● OBJECTIVE: Rewrite every item with "bounding box" replaced by "rectangle", keeping all other text unchanged.

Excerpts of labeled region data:
● ● ●
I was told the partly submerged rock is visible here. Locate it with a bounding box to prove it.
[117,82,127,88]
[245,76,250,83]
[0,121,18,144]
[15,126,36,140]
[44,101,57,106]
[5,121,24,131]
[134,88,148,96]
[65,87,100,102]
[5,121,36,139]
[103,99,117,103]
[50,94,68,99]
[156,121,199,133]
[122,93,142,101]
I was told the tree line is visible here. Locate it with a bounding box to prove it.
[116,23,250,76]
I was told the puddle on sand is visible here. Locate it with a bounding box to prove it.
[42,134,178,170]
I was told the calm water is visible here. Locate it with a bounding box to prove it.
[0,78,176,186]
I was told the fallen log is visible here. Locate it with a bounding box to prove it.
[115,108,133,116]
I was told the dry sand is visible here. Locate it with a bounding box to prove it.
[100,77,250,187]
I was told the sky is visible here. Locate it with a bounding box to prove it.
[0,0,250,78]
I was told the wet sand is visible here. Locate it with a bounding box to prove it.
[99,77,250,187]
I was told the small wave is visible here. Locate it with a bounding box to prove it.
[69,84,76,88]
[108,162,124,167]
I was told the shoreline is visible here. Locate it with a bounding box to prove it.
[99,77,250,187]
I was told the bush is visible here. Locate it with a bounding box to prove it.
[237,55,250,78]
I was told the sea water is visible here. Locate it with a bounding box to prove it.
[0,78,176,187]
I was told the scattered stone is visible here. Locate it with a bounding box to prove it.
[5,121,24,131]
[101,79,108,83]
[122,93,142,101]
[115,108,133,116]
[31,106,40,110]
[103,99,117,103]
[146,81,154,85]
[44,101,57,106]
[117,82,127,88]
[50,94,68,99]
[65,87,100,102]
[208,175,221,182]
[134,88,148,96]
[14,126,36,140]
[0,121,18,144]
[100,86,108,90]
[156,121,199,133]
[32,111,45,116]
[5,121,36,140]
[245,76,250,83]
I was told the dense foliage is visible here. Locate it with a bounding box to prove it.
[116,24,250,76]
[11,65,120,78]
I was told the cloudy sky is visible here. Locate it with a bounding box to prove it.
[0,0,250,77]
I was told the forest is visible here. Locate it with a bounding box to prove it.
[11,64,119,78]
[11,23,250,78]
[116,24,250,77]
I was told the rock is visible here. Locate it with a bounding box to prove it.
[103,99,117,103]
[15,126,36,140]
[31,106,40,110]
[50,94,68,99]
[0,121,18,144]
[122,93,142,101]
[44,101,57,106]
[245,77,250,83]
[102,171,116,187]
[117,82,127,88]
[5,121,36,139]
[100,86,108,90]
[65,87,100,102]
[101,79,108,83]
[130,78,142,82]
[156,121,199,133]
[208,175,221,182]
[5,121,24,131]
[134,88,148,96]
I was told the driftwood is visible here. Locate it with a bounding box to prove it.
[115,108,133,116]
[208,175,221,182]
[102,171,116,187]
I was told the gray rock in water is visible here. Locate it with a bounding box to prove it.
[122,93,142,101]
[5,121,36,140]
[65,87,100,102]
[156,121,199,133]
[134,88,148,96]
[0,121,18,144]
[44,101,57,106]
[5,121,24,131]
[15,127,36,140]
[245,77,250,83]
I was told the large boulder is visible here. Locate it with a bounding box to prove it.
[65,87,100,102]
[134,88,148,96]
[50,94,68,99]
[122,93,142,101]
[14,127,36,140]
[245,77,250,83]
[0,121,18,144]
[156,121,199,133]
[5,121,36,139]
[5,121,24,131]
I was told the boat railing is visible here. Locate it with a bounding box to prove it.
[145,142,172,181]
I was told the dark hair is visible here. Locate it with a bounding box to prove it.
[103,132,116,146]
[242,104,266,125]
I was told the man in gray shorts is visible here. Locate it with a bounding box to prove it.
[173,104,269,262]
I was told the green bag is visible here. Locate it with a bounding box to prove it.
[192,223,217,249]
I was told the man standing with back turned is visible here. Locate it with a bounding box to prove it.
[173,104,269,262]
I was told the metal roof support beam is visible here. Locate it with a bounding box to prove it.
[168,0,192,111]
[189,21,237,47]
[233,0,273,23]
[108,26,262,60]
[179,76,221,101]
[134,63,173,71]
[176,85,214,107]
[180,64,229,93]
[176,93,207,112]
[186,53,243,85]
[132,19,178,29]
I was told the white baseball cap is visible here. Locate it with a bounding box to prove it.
● ● ●
● RESULT BELOW:
I was told the partly submerged rock is visible here. Locate it with a rectangle to prove it.
[117,82,127,88]
[245,76,250,83]
[0,121,18,144]
[15,126,36,140]
[44,101,57,106]
[5,121,24,131]
[134,88,148,96]
[65,87,100,102]
[5,121,36,139]
[103,99,117,103]
[50,94,68,99]
[156,121,199,133]
[122,93,142,101]
I was told the tree line is visible here. Locate it with a rectangle to prove it.
[116,23,250,76]
I was told the puddle on sand is visible here. Locate it with a rectangle to prove it.
[42,134,178,170]
I was told the calm water is visible here. Locate it with a rectangle to prove it.
[0,78,176,186]
I was told the fallen log is visible here. Locate it with a rectangle to prove it.
[115,108,133,116]
I was told the dry sand is visible here. Locate it with a rectangle to prove it.
[100,77,250,187]
I was told the sky is visible here. Locate it with a rectangle to prove it.
[0,0,250,78]
I was told the wet sand is visible here. Locate it with a rectangle to prove it.
[99,77,250,187]
I was told the small wave is visible here. Locate it with a rectangle to prove it.
[69,84,76,88]
[108,162,124,167]
I was told the shoreline is visible here. Locate it with a rectangle to prove it.
[99,77,250,187]
I was told the bush is visible here. Locate it with a rectangle to prove it.
[237,55,250,78]
I was told the sea water is visible here. Locate it with a rectangle to prove it.
[0,78,176,187]
I was told the scattered stone is visible here. Locate it with a rectangle to prove it.
[5,121,24,131]
[101,79,108,83]
[122,93,142,101]
[115,108,133,116]
[31,106,40,110]
[103,99,117,103]
[146,81,154,85]
[44,101,57,106]
[117,82,127,88]
[50,94,68,99]
[65,87,100,102]
[208,175,221,182]
[134,88,148,96]
[14,126,36,140]
[0,121,18,144]
[100,86,108,90]
[156,121,199,133]
[32,111,45,116]
[5,121,36,140]
[245,76,250,83]
I was told the dense foliage is visible here. Locate it with a rectangle to prove it.
[116,24,250,76]
[11,65,120,78]
I was told the cloudy sky is visible here. Locate it with a rectangle to prove it.
[0,0,250,77]
I was told the forest is visible here. Locate it with a rectangle to prove it.
[11,64,119,78]
[11,23,250,78]
[116,24,250,77]
I was told the rock is visible here. Locate it with a rectangle to prove it.
[103,99,117,103]
[15,126,36,140]
[31,106,40,110]
[50,94,68,99]
[0,121,18,144]
[122,93,142,101]
[44,101,57,106]
[245,77,250,83]
[102,171,116,187]
[117,82,127,88]
[5,121,36,139]
[100,86,108,90]
[65,87,100,102]
[101,79,108,83]
[130,78,142,82]
[156,121,199,133]
[208,175,221,182]
[5,121,24,131]
[134,88,148,96]
I was told the driftwood is visible here. Locate it with a rectangle to prove it.
[115,108,133,116]
[208,175,221,182]
[102,171,116,187]
I was told the gray rock in water is visible here. Locate it with a rectangle to prove it.
[122,93,142,101]
[5,121,36,140]
[65,87,100,102]
[156,121,199,133]
[134,88,148,96]
[0,121,18,144]
[44,101,57,106]
[5,121,24,131]
[15,127,36,140]
[245,77,250,83]
I was told the large boulder is visible here. Locate it with a rectangle to prove it.
[65,87,100,102]
[134,88,148,96]
[50,94,68,99]
[122,93,142,101]
[14,127,36,140]
[245,77,250,83]
[0,121,18,144]
[156,121,199,133]
[5,121,36,139]
[5,121,24,131]
I was told the boat railing is visible here. Locate it with a rectangle to prove it.
[145,142,172,181]
I was told the dark hair is visible here. Locate it with a rectangle to prove it.
[103,132,116,146]
[242,104,266,125]
I was told the man in gray shorts is visible here. Locate it with a rectangle to prove it.
[173,104,269,262]
I was told the green bag is visible here. Locate it with a rectangle to prove it.
[192,223,217,249]
I was told the man standing with back turned is visible here. Locate it with a rectangle to prove it.
[173,104,269,262]
I was told the metal roof support beam is visible here. Locate it with a rectangle to prove it.
[168,0,192,111]
[189,21,237,47]
[233,0,273,23]
[108,26,262,60]
[179,76,221,101]
[134,63,173,71]
[176,85,214,107]
[180,64,229,93]
[176,93,207,112]
[186,53,243,85]
[132,19,178,29]
I was told the white baseball cap is visible here. Locate it with a rectangle to prove it.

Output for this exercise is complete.